◆ Problem to solve:
Return the records that follow, matching each one exactly.

Excerpts of location labeling data:
+ + +
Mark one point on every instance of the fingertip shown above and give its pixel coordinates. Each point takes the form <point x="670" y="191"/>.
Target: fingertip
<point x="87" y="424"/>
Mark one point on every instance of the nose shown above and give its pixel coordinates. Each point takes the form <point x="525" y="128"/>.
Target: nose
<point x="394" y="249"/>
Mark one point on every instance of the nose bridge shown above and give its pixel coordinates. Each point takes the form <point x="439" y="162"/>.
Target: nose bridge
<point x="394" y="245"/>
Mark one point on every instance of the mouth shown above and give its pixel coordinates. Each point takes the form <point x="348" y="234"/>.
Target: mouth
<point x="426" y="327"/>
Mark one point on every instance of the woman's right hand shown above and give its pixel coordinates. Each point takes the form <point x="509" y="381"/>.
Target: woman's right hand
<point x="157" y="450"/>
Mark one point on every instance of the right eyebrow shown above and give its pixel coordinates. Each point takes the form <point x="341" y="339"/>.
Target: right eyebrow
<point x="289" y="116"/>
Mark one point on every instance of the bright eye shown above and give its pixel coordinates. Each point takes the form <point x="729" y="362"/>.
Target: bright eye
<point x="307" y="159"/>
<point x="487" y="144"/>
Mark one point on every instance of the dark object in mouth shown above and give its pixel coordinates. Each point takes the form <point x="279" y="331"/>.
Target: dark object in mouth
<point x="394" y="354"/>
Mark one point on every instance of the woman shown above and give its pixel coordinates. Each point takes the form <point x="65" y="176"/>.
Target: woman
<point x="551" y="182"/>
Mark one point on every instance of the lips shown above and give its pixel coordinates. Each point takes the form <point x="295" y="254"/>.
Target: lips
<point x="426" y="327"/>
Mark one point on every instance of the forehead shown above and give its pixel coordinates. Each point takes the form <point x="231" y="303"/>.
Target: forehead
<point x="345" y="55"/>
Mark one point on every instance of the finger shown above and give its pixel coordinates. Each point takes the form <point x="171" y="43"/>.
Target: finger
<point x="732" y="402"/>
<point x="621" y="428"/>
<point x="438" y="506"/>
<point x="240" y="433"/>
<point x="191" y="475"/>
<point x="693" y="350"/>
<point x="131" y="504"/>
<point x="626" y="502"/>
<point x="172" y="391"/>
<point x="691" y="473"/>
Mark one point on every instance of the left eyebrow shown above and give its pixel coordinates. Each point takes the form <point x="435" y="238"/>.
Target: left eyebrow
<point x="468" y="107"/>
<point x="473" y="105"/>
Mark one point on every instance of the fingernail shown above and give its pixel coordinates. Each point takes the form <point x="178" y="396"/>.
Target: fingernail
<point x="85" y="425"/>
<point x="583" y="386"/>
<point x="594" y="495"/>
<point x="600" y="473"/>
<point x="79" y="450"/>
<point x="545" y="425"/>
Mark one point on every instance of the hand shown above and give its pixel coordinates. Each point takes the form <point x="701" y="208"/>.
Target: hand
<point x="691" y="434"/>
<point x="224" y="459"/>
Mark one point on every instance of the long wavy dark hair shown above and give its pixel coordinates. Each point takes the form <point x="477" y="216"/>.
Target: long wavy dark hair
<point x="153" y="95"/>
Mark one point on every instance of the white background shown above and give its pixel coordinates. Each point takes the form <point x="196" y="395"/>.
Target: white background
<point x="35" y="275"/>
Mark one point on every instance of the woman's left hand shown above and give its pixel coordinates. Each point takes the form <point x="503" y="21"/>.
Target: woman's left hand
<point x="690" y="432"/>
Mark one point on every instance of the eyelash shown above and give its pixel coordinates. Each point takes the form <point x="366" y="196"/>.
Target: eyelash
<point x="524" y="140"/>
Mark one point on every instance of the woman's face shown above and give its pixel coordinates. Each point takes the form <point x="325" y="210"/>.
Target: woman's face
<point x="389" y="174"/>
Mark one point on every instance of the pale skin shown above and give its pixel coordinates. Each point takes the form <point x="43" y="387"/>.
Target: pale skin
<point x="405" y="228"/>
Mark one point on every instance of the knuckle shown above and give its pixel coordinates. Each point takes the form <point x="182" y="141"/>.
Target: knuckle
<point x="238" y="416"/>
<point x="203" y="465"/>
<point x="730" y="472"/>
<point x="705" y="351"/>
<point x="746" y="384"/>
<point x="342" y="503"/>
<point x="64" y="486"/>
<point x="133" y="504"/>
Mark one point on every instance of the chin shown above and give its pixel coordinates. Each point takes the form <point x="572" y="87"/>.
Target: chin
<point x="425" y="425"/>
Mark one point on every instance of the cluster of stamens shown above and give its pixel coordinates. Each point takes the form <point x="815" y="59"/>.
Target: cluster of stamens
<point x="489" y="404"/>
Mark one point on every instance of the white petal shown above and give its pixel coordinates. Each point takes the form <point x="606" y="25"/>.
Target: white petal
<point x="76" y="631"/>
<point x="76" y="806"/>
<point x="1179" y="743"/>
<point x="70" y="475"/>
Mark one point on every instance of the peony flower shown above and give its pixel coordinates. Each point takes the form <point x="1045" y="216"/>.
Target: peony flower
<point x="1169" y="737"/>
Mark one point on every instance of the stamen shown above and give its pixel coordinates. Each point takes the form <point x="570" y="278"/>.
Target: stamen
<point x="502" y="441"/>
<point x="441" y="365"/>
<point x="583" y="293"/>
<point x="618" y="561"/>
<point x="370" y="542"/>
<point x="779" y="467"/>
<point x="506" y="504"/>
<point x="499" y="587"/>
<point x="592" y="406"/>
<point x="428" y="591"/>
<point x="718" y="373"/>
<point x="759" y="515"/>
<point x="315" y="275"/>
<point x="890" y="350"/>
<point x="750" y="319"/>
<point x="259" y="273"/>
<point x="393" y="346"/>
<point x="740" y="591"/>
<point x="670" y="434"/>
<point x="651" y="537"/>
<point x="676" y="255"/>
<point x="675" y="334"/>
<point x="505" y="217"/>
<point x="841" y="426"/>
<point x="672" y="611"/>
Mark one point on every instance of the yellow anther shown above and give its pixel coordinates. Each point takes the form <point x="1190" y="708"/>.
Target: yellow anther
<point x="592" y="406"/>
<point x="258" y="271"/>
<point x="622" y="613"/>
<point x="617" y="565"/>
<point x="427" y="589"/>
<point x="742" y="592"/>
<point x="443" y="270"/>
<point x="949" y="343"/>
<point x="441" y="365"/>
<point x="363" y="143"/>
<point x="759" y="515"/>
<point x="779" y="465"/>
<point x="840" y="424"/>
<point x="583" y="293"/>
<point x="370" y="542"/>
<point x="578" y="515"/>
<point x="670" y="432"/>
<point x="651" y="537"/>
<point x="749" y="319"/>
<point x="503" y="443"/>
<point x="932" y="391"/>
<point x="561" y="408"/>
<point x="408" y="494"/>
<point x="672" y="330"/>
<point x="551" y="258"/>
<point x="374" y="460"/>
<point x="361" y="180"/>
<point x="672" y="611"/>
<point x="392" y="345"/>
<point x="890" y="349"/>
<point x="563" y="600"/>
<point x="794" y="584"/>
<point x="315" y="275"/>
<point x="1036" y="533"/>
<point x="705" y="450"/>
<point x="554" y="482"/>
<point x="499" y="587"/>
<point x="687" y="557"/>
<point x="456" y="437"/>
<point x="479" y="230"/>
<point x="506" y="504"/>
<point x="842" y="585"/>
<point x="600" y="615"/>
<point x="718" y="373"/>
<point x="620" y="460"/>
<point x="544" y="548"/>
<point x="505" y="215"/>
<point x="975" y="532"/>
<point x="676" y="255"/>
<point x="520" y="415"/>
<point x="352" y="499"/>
+ + +
◆ Response to this exercise:
Mark one point on every instance of the fingertip shown above and give its pixel coordinates. Each point takes the form <point x="670" y="191"/>.
Target: fingertip
<point x="87" y="424"/>
Mark one point on every instance of the nose shown above and give its pixel coordinates. Each point takes the form <point x="525" y="128"/>.
Target: nose
<point x="394" y="249"/>
Mark one point on every instance of the nose bridge shown above and give its pixel coordinates. Each point takes the form <point x="439" y="162"/>.
Target: nose bridge
<point x="394" y="245"/>
Mark one point on every instance of the mouth shown above and give its pixel coordinates. Each point takes the form <point x="348" y="234"/>.
Target: mouth
<point x="426" y="327"/>
Mark one point on every instance of the woman's right hand shown above and give its pixel coordinates. Each point takes the form <point x="509" y="381"/>.
Target: woman's right hand
<point x="157" y="450"/>
Mark one point on every instance of the right eyebrow shown above and give its pixel coordinates. Each point takes the form <point x="341" y="339"/>.
Target: right eyebrow
<point x="289" y="116"/>
Mark one point on every instance of the bright eye shown above and give its pixel coordinates. Each point takes the form <point x="729" y="362"/>.
Target: bright eye
<point x="307" y="159"/>
<point x="487" y="144"/>
Mark one point on every instance of the dark object in mouth shown above and give its pixel coordinates. Each point takes the form <point x="279" y="331"/>.
Target: dark object in mouth
<point x="394" y="354"/>
Mark one point on every instance of the woman shown above and give its pixel coordinates. Each point takes the form <point x="65" y="176"/>.
Target: woman
<point x="551" y="182"/>
Mark one point on every instance of the lips shown above and give its pixel coordinates. Each point takes the form <point x="295" y="254"/>.
Target: lips
<point x="426" y="327"/>
Mark one point on every instance of the forehead shown above and give its pixel coordinates. Each point takes the form <point x="231" y="303"/>.
Target: forehead
<point x="345" y="55"/>
Mark one point on every instance of the finger shown above and give its pixel coordinates. Each point takes the form <point x="171" y="43"/>.
Target: finger
<point x="732" y="402"/>
<point x="621" y="428"/>
<point x="438" y="506"/>
<point x="240" y="433"/>
<point x="191" y="475"/>
<point x="693" y="350"/>
<point x="131" y="504"/>
<point x="626" y="502"/>
<point x="172" y="391"/>
<point x="691" y="473"/>
Mark one point on every instance of the left eyebrow shown above and give its pixel coordinates. Each point takes the form <point x="435" y="238"/>.
Target: left eyebrow
<point x="468" y="107"/>
<point x="473" y="105"/>
Mark one point on every instance of the fingernail shown above and give its pixel coordinates. Each point takes the form <point x="178" y="396"/>.
Target: fingernail
<point x="85" y="425"/>
<point x="583" y="386"/>
<point x="594" y="495"/>
<point x="600" y="473"/>
<point x="79" y="450"/>
<point x="545" y="425"/>
Mark one point on every instance of the hand shown above and give its pixel coordinates. Each point takes the form <point x="701" y="208"/>.
Target: hand
<point x="691" y="434"/>
<point x="224" y="459"/>
Mark one point on every instance of the long wavy dark hair shown above and give its pixel coordinates. Each point takes the form <point x="477" y="216"/>.
Target: long wavy dark hair
<point x="153" y="95"/>
Mark one point on every instance of the white background shown above and give its pixel coordinates. Each point takes the form <point x="196" y="395"/>.
Target: white background
<point x="35" y="275"/>
Mark one point on every instance of the woman's left hand shown above and give its pixel coordinates. Each point takes the form <point x="503" y="21"/>.
Target: woman's left hand
<point x="690" y="432"/>
Mark one point on every instance of the eyelash shown above and give its pixel coordinates. Each point takes the form <point x="366" y="196"/>.
Target: eyelash
<point x="524" y="140"/>
Mark one point on every instance of the woman's face shown above and give its pixel coordinates. Each point takes the form <point x="325" y="210"/>.
Target: woman's face
<point x="389" y="174"/>
Mark one point on every instance of the pale skin shown above and give its pixel coordinates. Each point takes the form <point x="43" y="387"/>.
Target: pale skin
<point x="405" y="228"/>
Mark one point on every instance of the knuckle shown above and give its pixel coordinates. Each point takes the form <point x="182" y="141"/>.
Target: knuckle
<point x="238" y="416"/>
<point x="203" y="465"/>
<point x="730" y="472"/>
<point x="705" y="351"/>
<point x="746" y="384"/>
<point x="342" y="503"/>
<point x="64" y="486"/>
<point x="133" y="504"/>
Mark one point on every instance of the chin shown above and give its pixel coordinates. Each point takes the form <point x="572" y="87"/>.
Target: chin
<point x="425" y="425"/>
Mark one point on every instance of the cluster of stamens shown above and give its pixel coordinates. Each point takes the form <point x="815" y="59"/>.
Target: cluster of stamens
<point x="489" y="404"/>
Mark one point on every instance of the white petal shown above and give its pixel coordinates. Each point takes the form <point x="606" y="25"/>.
Target: white petal
<point x="76" y="631"/>
<point x="76" y="806"/>
<point x="1179" y="743"/>
<point x="70" y="475"/>
Mark one point on every instance of the peony flower shown above and give its pixel coordinates. Each point takes the form <point x="1045" y="216"/>.
Target: peony flower
<point x="1169" y="737"/>
Mark one point on every instance of the stamen shown above and give its pixel coordinates. Each point takes the form <point x="570" y="278"/>.
Target: stamen
<point x="502" y="441"/>
<point x="441" y="365"/>
<point x="583" y="293"/>
<point x="618" y="561"/>
<point x="370" y="542"/>
<point x="779" y="467"/>
<point x="506" y="504"/>
<point x="499" y="587"/>
<point x="592" y="406"/>
<point x="428" y="591"/>
<point x="718" y="373"/>
<point x="759" y="515"/>
<point x="315" y="275"/>
<point x="890" y="350"/>
<point x="750" y="319"/>
<point x="259" y="273"/>
<point x="393" y="346"/>
<point x="740" y="591"/>
<point x="670" y="434"/>
<point x="651" y="537"/>
<point x="676" y="255"/>
<point x="675" y="334"/>
<point x="505" y="217"/>
<point x="841" y="426"/>
<point x="672" y="611"/>
Mark one point on every instance of the yellow anther shown above and give its pixel coordinates. Each point takes the form <point x="1190" y="708"/>.
Target: yellow anther
<point x="592" y="406"/>
<point x="258" y="271"/>
<point x="622" y="613"/>
<point x="617" y="565"/>
<point x="427" y="589"/>
<point x="742" y="592"/>
<point x="443" y="270"/>
<point x="949" y="343"/>
<point x="441" y="365"/>
<point x="363" y="143"/>
<point x="759" y="515"/>
<point x="779" y="465"/>
<point x="840" y="424"/>
<point x="583" y="293"/>
<point x="370" y="542"/>
<point x="578" y="515"/>
<point x="670" y="432"/>
<point x="651" y="537"/>
<point x="749" y="319"/>
<point x="503" y="443"/>
<point x="932" y="391"/>
<point x="561" y="408"/>
<point x="408" y="494"/>
<point x="672" y="330"/>
<point x="551" y="258"/>
<point x="374" y="460"/>
<point x="361" y="180"/>
<point x="672" y="611"/>
<point x="392" y="345"/>
<point x="890" y="349"/>
<point x="563" y="600"/>
<point x="794" y="584"/>
<point x="315" y="275"/>
<point x="1036" y="533"/>
<point x="705" y="450"/>
<point x="554" y="482"/>
<point x="499" y="587"/>
<point x="687" y="557"/>
<point x="456" y="437"/>
<point x="479" y="230"/>
<point x="506" y="504"/>
<point x="842" y="585"/>
<point x="600" y="615"/>
<point x="718" y="373"/>
<point x="620" y="460"/>
<point x="544" y="548"/>
<point x="505" y="215"/>
<point x="975" y="532"/>
<point x="676" y="255"/>
<point x="520" y="415"/>
<point x="352" y="499"/>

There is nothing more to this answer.